PROBLEMS TO SOLVE:
(1) In the passage about Nshuti, copy the text between "Nshuti said in" and "to help her.", inclusive, substituting "award" for "scholarship".
(2) Carry on the passage about Nshuti, picking up right after its final sentence.

SUPPLIED PASSAGE:

┄┄┄┄┄┄┄┄┄┄

Nshuti said in order to get the scholarship, students who received high scores on the standardized exam are chosen to take more tests.

“If you made high grades, you are able to take the written exams,” Nshuti said. “If you pass that, then you can go ahead and do interviews for schools abroad. For the interviews, they don’t tell us which school is interviewing us or who we’re going to talk to. After that, they call you and tell you, ‘Congratulations, you got the scholarship.’ When I got the call, I didn’t even know there was a state called Oklahoma.”

Nshuti said when she first came to the U.S., she knew very little English and was surprised to see people being nice and trying to help her.

“Everyone in Rwanda wishes to come to America,” Nshuti said. “We watch these movies and say, ‘I want to experience that.’ When I got here it was really hard, but I eventually got used to it. I like to tell my friends back home that people here hold the door for you, they’re really willing to help you and they don’t laugh at you if you don’t know anything.”

According to Kelsey Herndon, Oklahoma Christian’s international admissions counselor, the program is currently on hold.

┄┄┄┄┄┄┄┄┄┄

EXTRACTED DATA:
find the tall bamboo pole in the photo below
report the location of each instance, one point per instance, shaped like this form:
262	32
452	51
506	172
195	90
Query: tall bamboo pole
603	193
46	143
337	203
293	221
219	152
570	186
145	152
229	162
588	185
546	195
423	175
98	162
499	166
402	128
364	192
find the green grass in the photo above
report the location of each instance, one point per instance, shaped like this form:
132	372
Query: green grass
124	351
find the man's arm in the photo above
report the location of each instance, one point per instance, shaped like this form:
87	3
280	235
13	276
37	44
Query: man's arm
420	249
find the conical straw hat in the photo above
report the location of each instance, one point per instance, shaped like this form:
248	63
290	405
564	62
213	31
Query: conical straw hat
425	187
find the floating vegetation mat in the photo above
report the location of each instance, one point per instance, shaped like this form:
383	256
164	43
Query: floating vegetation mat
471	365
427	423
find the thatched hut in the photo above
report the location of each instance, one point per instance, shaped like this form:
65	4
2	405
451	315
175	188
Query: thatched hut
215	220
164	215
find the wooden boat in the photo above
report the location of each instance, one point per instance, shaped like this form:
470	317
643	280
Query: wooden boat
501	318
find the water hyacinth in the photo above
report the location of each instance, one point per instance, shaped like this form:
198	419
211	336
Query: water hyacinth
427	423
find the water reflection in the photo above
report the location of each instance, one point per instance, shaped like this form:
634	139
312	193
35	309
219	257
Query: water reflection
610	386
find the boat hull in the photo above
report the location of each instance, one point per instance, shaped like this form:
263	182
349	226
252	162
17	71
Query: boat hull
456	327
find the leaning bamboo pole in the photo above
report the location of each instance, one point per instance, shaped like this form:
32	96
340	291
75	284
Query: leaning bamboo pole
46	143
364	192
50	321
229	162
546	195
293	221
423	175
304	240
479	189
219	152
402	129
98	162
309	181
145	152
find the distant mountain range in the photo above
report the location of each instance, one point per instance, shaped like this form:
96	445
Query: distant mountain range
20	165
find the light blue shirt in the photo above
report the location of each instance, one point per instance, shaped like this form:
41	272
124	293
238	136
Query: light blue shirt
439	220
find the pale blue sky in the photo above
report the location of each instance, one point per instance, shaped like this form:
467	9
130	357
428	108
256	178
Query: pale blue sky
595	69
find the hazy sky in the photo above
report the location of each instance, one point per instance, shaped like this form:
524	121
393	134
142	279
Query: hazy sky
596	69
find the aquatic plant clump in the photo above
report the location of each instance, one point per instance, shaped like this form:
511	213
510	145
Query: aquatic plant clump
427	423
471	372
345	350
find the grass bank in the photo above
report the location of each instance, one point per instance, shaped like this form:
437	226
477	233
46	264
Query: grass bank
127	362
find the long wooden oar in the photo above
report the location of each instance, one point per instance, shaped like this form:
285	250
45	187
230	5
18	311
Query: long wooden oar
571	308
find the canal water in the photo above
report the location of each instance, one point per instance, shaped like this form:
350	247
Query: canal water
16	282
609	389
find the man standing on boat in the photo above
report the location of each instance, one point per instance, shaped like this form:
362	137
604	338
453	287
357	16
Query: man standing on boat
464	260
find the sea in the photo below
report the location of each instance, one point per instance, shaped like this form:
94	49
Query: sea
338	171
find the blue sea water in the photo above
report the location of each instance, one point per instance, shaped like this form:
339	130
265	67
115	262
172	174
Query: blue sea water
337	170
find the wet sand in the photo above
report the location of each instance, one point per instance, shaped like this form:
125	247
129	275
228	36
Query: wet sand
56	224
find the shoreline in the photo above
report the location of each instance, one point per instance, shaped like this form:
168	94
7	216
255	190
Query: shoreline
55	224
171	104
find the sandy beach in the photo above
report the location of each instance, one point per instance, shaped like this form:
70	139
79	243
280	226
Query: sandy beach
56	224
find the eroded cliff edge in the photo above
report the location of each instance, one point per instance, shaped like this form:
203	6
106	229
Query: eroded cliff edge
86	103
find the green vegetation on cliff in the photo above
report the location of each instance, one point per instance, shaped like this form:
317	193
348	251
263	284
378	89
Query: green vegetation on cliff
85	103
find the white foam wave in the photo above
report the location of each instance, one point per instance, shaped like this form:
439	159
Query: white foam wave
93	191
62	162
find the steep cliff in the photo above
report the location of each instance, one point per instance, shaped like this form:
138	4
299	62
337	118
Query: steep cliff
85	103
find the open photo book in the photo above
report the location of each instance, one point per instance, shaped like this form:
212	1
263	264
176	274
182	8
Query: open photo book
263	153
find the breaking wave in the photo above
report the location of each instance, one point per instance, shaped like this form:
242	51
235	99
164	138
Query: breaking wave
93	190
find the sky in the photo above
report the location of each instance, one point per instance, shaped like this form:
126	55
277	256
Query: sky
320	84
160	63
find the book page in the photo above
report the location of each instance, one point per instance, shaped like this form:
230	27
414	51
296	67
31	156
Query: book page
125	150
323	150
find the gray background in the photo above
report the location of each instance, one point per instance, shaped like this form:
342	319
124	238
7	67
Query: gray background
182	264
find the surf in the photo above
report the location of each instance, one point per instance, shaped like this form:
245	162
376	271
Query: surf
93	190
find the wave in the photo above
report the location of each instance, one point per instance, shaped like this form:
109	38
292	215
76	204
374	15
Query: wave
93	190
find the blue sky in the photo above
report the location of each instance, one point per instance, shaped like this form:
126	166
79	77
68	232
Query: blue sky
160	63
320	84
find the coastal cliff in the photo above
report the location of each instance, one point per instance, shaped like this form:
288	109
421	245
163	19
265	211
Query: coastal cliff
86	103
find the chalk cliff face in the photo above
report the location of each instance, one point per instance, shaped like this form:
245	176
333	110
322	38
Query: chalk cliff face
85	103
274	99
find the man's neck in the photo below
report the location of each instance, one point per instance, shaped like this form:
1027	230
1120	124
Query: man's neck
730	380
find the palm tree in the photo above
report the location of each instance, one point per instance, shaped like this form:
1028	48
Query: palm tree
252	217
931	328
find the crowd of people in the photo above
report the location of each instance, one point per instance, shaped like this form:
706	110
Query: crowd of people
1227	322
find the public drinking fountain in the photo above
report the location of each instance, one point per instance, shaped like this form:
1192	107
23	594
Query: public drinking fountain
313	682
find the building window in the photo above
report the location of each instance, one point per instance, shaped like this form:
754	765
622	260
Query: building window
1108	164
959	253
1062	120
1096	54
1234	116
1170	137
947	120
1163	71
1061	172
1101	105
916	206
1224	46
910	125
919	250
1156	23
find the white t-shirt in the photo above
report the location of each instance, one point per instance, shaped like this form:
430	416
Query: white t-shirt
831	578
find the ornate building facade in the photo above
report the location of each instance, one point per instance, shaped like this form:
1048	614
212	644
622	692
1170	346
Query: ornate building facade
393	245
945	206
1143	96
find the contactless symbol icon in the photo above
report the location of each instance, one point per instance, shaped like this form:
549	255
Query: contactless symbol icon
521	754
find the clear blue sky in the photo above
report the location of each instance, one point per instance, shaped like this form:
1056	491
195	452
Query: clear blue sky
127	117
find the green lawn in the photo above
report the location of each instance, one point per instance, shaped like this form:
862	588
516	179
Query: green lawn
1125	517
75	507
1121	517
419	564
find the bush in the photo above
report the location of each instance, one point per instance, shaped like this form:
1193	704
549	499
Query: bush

┄┄┄┄┄┄┄┄┄┄

ANSWERS TO THE EXERCISES:
(1)
Nshuti said in order to get the award, students who received high scores on the standardized exam are chosen to take more tests.

“If you made high grades, you are able to take the written exams,” Nshuti said. “If you pass that, then you can go ahead and do interviews for schools abroad. For the interviews, they don’t tell us which school is interviewing us or who we’re going to talk to. After that, they call you and tell you, ‘Congratulations, you got the award.’ When I got the call, I didn’t even know there was a state called Oklahoma.”

Nshuti said when she first came to the U.S., she knew very little English and was surprised to see people being nice and trying to help her.

(2)
“Rwanda scaled back the program starting around 2012,” Herndon said. “Instead of 10 students, they sent us back to seven and then we went to five for the last two years. Rwanda is paying for them to come here. OC gave some tuition scholarship, but they paid for everything else. So it became very expensive for them.””

deSteiguer said the program will likely not return to how it was when it began, but the relationship between Oklahoma Christian and Rwanda will continue.

“We still have a good number of Rwandan students here that are part of that program, finishing up that program or are just here because they know that OC is a great place to get an education,” deSteiguer said. “This program has brought the world to our Oklahoma Christian campus here. Rwandan students have, as a general rule, been extremely hard working and successful in the classroom and in the labs. It has really raised the bar for all of us.”